Exercise prompt » Scan the records for the line containing "Target: green grass"; extract it and all later lines, verbatim, through the end, and nothing before it.

Material for this exercise »
+++++

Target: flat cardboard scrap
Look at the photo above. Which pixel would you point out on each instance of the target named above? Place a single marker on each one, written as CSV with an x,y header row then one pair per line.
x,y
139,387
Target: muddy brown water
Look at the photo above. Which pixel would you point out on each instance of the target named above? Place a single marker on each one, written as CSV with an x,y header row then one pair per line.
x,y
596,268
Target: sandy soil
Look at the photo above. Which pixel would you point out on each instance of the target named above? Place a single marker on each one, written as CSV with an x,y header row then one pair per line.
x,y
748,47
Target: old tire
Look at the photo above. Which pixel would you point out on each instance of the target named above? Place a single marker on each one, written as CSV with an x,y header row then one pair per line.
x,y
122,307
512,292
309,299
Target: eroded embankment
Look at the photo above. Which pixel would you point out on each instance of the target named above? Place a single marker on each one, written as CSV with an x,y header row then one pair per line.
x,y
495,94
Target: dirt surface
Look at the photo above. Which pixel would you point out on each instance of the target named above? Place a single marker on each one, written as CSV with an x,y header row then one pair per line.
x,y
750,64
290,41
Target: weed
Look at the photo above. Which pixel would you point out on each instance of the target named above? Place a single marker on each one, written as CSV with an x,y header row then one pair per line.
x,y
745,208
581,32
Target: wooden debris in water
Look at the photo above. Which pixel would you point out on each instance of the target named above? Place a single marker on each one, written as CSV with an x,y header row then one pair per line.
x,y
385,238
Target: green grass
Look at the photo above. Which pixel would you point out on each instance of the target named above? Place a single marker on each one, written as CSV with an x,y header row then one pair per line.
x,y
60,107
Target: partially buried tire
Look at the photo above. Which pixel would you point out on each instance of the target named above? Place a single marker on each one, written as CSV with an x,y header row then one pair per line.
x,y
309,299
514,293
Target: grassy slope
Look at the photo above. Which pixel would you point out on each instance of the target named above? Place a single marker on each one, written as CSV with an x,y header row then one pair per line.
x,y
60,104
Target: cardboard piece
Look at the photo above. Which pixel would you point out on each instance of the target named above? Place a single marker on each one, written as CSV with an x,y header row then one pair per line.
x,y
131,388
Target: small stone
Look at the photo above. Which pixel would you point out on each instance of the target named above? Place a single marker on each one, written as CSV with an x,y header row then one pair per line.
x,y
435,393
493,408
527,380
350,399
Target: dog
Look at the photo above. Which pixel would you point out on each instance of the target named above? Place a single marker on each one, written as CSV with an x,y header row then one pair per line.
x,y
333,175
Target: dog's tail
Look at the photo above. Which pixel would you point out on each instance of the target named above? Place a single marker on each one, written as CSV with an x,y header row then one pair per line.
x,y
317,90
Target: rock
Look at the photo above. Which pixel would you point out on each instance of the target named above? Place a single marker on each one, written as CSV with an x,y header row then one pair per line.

+++++

Solution »
Target: green grass
Look at the photo above. Which pixel would you point out on each instance of the target named above? Place a single marker on each one, written as CSV with an x,y header row then one pair per line.
x,y
60,107
Target: partially buried tire
Look at the photo above. Which pixel would you point out on each instance of the target named above? Place a single marker on each one, written as CSV with an x,y header row then one pair per line.
x,y
309,299
514,293
Target: grassy slope
Look at the photo above. Which pixel would you point out on each instance of the target named above? Place a single marker on each one, written as CSV with an x,y header row then one pair per line.
x,y
60,104
Target: cardboard piece
Look at the photo above. Which pixel would you point out on each instance of the target named above? Place a single marker on each one, written as CSV with an x,y header row then one pair per line.
x,y
131,388
Target: small stone
Look at the photo above. Which pixel would you point out on each instance of the target named above? Place a single marker on each one, written as CSV with an x,y header row then one pair per line.
x,y
435,393
493,408
527,380
350,399
Target: dog
Look at the photo above. Which pixel would you point out on each instance of the target named above? Place a single marker on each one, written as CSV with an x,y header row then one pair per line.
x,y
333,175
Target: dog's tail
Look at the photo above. Which pixel would you point out on each instance of the target named above? Place a single marker on each one, written as CSV with an x,y header row then one pair per line.
x,y
317,90
Target: rock
Look at the photo above. Which pixel would you point out on each instance of the target named above? Place a single marker on each one, written as CSV with an x,y header row then one pair per line.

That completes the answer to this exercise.